• **What is required**: Extract every line in the records below that contains the word "Query", copying each such line in full.

:: Records shown ::

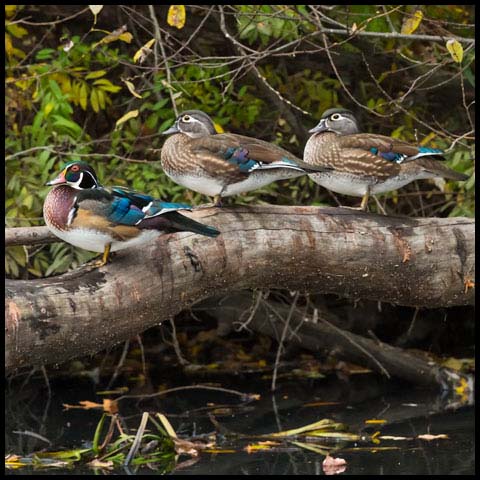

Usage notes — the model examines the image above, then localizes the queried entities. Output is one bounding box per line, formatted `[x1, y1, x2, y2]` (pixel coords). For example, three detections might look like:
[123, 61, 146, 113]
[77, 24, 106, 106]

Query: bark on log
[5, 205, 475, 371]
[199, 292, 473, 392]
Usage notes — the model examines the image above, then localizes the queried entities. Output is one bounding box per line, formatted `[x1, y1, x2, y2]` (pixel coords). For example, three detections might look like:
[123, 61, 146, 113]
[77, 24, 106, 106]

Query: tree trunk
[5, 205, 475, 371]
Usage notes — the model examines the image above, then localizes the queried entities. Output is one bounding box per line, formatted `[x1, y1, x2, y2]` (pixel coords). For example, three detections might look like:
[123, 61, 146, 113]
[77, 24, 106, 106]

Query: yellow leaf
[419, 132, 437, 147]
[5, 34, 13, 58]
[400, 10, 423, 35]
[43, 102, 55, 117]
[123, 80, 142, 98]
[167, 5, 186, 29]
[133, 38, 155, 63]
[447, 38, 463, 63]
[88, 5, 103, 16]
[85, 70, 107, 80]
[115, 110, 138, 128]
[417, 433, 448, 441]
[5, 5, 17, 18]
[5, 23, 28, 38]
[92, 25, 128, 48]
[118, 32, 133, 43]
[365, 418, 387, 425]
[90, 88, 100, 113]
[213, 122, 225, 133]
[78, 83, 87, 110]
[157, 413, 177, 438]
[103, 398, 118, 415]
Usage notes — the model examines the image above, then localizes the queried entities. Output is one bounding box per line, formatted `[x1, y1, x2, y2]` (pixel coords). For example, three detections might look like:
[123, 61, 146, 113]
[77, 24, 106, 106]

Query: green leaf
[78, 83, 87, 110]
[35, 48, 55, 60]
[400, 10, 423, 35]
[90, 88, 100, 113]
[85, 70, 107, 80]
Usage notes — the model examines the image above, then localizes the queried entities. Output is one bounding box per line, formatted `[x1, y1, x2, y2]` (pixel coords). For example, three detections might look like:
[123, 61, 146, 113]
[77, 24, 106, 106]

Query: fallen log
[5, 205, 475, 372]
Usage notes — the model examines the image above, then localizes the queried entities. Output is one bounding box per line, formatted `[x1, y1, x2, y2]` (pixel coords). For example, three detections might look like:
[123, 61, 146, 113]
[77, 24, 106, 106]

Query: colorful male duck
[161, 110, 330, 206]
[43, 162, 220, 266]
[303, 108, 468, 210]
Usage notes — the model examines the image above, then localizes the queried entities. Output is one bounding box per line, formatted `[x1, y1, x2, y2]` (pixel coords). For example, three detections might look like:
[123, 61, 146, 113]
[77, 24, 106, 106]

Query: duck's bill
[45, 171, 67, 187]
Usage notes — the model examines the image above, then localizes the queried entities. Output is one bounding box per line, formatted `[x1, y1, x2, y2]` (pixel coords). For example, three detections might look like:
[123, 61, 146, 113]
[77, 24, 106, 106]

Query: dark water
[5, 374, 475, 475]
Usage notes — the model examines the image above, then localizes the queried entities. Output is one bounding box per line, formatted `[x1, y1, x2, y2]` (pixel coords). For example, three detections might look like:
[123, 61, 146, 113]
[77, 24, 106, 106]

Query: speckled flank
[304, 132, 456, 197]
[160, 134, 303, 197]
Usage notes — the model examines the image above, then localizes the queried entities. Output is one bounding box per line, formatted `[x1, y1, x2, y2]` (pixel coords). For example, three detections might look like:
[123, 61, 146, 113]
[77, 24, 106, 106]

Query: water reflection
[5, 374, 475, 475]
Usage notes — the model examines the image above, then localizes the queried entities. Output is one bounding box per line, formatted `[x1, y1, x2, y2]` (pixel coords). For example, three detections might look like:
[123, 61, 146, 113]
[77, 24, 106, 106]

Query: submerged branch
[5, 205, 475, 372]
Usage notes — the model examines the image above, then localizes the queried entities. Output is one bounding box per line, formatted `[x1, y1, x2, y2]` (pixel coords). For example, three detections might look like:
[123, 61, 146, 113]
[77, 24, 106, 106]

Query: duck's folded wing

:::

• **Result for this task**:
Query: bark on log
Query: tree trunk
Query: yellow leaf
Query: green leaf
Query: fallen log
Query: colorful male duck
Query: duck's bill
Query: dark water
Query: speckled flank
Query: water reflection
Query: submerged branch
Query: duck's folded wing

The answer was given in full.